▸ WORK ORDER
Pull out each line of the entries below that contains the string "positive", and copy those lines in full.

▸ RECORDED DATA
====================
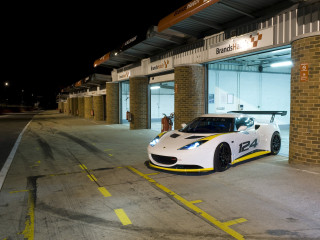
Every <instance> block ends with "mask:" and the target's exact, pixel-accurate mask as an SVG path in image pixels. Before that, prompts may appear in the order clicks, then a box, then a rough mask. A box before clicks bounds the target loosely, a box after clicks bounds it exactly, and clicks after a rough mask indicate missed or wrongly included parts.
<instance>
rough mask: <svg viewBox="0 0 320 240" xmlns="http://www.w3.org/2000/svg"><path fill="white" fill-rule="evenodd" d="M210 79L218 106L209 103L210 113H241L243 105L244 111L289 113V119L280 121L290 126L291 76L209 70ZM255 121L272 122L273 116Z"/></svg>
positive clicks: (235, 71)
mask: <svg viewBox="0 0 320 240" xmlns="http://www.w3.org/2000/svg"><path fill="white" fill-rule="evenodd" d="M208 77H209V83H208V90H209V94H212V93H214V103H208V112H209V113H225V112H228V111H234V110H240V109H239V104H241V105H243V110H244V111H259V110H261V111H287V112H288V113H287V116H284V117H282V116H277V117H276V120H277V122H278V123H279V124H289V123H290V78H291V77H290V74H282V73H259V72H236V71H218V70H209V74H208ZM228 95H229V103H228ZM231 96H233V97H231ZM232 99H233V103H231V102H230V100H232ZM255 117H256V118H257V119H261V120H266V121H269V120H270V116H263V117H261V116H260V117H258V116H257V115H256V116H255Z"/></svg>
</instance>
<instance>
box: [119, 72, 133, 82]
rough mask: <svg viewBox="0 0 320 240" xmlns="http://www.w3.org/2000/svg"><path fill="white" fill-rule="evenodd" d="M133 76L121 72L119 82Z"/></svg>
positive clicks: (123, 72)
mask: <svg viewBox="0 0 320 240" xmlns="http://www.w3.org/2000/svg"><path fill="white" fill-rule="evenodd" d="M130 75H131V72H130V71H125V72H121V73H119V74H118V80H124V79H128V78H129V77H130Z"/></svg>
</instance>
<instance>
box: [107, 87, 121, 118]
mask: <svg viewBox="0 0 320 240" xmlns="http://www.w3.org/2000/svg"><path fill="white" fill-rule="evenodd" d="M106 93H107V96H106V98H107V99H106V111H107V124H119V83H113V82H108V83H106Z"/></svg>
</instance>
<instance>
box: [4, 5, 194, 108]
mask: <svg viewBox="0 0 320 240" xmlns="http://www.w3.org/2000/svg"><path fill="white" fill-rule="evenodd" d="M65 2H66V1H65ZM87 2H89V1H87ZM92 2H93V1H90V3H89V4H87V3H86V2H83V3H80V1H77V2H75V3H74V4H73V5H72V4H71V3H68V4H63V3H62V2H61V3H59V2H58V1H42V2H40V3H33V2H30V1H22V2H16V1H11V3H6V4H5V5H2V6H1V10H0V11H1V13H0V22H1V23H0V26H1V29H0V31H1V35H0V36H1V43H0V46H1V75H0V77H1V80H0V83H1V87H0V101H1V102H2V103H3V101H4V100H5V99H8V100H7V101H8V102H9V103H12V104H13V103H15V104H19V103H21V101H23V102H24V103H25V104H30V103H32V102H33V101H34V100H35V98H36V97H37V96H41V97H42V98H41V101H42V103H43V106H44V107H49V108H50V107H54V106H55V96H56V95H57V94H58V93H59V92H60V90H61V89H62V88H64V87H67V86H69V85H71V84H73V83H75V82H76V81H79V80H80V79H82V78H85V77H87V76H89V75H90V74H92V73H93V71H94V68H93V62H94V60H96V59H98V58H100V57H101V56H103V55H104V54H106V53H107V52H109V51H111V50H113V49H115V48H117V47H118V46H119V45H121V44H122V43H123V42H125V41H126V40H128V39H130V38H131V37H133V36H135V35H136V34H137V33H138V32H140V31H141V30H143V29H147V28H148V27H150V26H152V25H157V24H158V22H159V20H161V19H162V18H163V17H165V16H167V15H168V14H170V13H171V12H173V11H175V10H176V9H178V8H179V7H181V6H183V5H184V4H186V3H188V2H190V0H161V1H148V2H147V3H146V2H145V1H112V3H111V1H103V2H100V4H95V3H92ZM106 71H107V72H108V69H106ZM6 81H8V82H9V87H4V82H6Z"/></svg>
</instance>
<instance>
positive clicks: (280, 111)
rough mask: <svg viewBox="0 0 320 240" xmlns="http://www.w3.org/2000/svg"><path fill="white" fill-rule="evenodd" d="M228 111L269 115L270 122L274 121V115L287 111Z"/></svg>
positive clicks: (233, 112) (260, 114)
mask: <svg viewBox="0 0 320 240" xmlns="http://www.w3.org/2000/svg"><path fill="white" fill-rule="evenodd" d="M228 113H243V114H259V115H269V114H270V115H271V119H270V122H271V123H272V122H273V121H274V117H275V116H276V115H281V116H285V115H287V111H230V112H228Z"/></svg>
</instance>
====================
▸ ANSWER BOX
positive clicks: (235, 71)
positive clicks: (123, 72)
positive clicks: (280, 111)
positive clicks: (233, 112) (260, 114)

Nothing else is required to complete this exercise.